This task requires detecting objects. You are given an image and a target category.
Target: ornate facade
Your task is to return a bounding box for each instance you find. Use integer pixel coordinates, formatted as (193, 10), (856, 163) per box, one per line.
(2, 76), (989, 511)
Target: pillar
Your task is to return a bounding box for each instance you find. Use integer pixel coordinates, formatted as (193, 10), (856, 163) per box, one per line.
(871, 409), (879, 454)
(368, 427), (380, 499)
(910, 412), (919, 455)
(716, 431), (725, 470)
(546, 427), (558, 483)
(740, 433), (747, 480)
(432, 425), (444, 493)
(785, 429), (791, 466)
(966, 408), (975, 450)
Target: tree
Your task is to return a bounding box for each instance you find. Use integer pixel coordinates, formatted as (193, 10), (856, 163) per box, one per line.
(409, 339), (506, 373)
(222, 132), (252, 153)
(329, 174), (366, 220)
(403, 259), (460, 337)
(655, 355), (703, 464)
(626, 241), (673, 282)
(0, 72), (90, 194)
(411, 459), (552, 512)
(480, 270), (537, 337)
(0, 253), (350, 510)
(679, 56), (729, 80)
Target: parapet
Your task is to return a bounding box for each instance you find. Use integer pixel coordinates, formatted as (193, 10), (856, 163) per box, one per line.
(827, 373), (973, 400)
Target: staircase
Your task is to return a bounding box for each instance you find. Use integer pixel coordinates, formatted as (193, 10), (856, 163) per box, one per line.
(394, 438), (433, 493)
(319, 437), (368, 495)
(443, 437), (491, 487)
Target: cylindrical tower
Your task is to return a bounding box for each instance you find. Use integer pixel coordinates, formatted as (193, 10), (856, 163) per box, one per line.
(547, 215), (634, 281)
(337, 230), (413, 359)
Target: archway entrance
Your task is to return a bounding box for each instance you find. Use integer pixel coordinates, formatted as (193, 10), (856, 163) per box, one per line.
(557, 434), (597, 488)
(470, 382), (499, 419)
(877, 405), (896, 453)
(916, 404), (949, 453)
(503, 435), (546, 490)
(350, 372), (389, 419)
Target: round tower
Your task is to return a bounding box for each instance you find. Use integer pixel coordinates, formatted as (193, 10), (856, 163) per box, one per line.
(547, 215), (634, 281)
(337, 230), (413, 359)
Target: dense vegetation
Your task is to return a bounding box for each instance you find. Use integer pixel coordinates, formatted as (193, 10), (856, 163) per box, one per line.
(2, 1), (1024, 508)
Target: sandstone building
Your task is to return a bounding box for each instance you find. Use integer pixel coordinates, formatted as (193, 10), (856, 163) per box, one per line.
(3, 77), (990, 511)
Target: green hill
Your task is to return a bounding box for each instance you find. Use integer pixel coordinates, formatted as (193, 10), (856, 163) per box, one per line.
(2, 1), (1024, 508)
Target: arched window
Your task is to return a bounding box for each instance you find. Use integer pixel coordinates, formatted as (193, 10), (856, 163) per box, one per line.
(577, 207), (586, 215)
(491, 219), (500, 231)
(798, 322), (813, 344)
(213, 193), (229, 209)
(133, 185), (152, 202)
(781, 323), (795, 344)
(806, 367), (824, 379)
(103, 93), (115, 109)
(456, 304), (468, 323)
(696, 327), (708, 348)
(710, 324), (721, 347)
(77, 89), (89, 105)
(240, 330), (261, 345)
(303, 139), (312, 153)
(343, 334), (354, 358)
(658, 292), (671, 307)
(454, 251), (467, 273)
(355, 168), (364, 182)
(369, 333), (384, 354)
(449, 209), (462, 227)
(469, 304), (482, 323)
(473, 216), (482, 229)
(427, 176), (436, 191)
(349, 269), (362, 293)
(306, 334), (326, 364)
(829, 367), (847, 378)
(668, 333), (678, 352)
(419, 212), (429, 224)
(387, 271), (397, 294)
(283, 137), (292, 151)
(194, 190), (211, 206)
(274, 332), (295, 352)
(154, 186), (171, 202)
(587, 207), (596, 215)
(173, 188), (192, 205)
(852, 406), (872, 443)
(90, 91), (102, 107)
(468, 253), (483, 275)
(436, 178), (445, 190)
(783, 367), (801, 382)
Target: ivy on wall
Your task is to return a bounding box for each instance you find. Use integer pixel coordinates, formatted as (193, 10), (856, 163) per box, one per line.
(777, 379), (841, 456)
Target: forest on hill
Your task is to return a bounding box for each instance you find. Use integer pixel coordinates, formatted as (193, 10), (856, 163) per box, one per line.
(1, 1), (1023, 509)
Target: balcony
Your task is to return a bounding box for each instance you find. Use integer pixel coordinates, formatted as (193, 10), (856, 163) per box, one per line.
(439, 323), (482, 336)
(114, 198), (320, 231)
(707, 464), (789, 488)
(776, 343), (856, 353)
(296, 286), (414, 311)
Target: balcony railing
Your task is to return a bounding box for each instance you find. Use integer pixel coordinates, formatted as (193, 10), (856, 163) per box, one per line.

TASK REQUIREMENTS
The records must be reproduced in full. Nothing should differ.

RESPONSE BELOW
This task requires detecting objects. You are given an image and a target category.
Target: ornate facade
Your task is to return a bounding box for each instance you find. Use integer pixel coordinates, formatted as (193, 10), (856, 163) per box, one per line.
(2, 76), (989, 511)
Target: pillar
Your task is to return a bounding box for each instance you find. Use integer pixel coordinates, formatted as (193, 10), (856, 163) per box, one per line.
(871, 409), (879, 454)
(368, 427), (380, 499)
(910, 412), (919, 455)
(716, 431), (725, 470)
(546, 427), (558, 483)
(740, 433), (747, 480)
(432, 425), (444, 493)
(785, 429), (791, 466)
(966, 408), (975, 450)
Target: tree
Your task is to return a bounding box for each instance you find. Use integer pixel coordinates, formatted as (193, 10), (856, 163) per box, one per line.
(409, 339), (506, 373)
(222, 132), (252, 153)
(329, 174), (366, 220)
(403, 259), (460, 337)
(655, 355), (703, 464)
(626, 241), (673, 282)
(0, 72), (90, 194)
(411, 459), (552, 512)
(480, 270), (537, 337)
(0, 253), (350, 510)
(679, 56), (729, 80)
Target: parapet
Your task is to return a bounding box for each instance you find. Use integer pixel coordinates, formatted as (193, 10), (856, 163) per box, one per line.
(827, 373), (973, 400)
Target: staircase
Your task is to return a bounding box for each instance you find. Use integer pixel coordinates, formatted as (193, 10), (856, 163) per box, one per line.
(394, 438), (433, 493)
(319, 437), (368, 495)
(443, 437), (491, 487)
Target: cylindrical tower
Your task is to return a bounding box for each instance you find. Use integer pixel coordinates, formatted as (193, 10), (856, 163) per box, one per line.
(547, 215), (634, 281)
(337, 230), (413, 359)
Target: archway entrance
Your task is to return a bounding box for each instance you find. Use integer pixel coordinates, formatted as (193, 10), (856, 163) per box, one per line.
(557, 434), (597, 488)
(470, 382), (499, 419)
(877, 405), (896, 453)
(916, 404), (949, 453)
(503, 435), (546, 490)
(350, 372), (389, 419)
Target: round tower
Your task is to return a bounding box for each instance you find. Use integer pixel coordinates, formatted as (193, 10), (856, 163) per box, one per line.
(547, 215), (634, 281)
(337, 230), (413, 359)
Target: dense vegetation
Your task is to return a bounding box for each instance you find. Use integer pixel coordinates, formatted as (193, 10), (856, 163) per box, one per line.
(2, 1), (1024, 508)
Target: sandstone building
Your task is to return a bounding box for each instance you find. Use integer pixel coordinates, formatted as (193, 10), (856, 163) per box, one per line.
(3, 77), (990, 511)
Target: green hill
Your task is to return a bounding box for each instance you find. Use integer pixel coordinates, formatted as (193, 10), (856, 163) per box, one per line.
(2, 1), (1024, 508)
Target: arched window
Your task is to return a bounding box for each instance you find. Use integer pixel coordinates, formatted as (193, 10), (856, 163) per box, one per line.
(577, 207), (586, 215)
(491, 219), (500, 231)
(798, 322), (813, 344)
(213, 193), (229, 209)
(133, 185), (152, 202)
(781, 323), (795, 344)
(806, 367), (824, 379)
(103, 93), (115, 109)
(456, 304), (468, 323)
(696, 327), (708, 348)
(710, 324), (721, 347)
(77, 89), (89, 105)
(240, 330), (261, 345)
(303, 139), (312, 153)
(343, 334), (354, 358)
(658, 292), (671, 307)
(454, 251), (467, 273)
(355, 168), (364, 182)
(369, 333), (384, 354)
(449, 209), (462, 227)
(469, 304), (482, 323)
(473, 216), (482, 229)
(427, 176), (436, 191)
(349, 269), (362, 293)
(306, 334), (326, 364)
(829, 367), (847, 378)
(668, 333), (678, 352)
(419, 212), (429, 224)
(387, 271), (397, 294)
(283, 137), (292, 151)
(194, 190), (211, 206)
(274, 332), (295, 352)
(154, 186), (171, 202)
(587, 207), (596, 215)
(173, 188), (192, 205)
(852, 406), (872, 443)
(90, 91), (102, 107)
(468, 253), (483, 275)
(436, 178), (445, 190)
(783, 367), (801, 382)
Target: ivy on wall
Your task is to return a bounding box for each instance you find. Use integer pixel coordinates, formatted as (193, 10), (856, 163) per box, one per line.
(777, 379), (841, 456)
Target: forest on hill
Your task is to return a bounding box for each instance you find. Use integer pixel coordinates, formatted as (193, 10), (856, 163) per box, one per line.
(1, 1), (1023, 509)
Target: balcony
Your task is to return a bounding box for each instance you find. Use integer pixel coordinates, formatted as (193, 10), (856, 163) per box, one per line.
(439, 323), (482, 336)
(114, 198), (320, 231)
(707, 464), (789, 488)
(776, 343), (856, 353)
(296, 286), (414, 311)
Target: balcony railing
Your task is to return a bounding box for each instance you find. Use integer pixel coordinates, formatted as (193, 10), (856, 163) per box, one per line.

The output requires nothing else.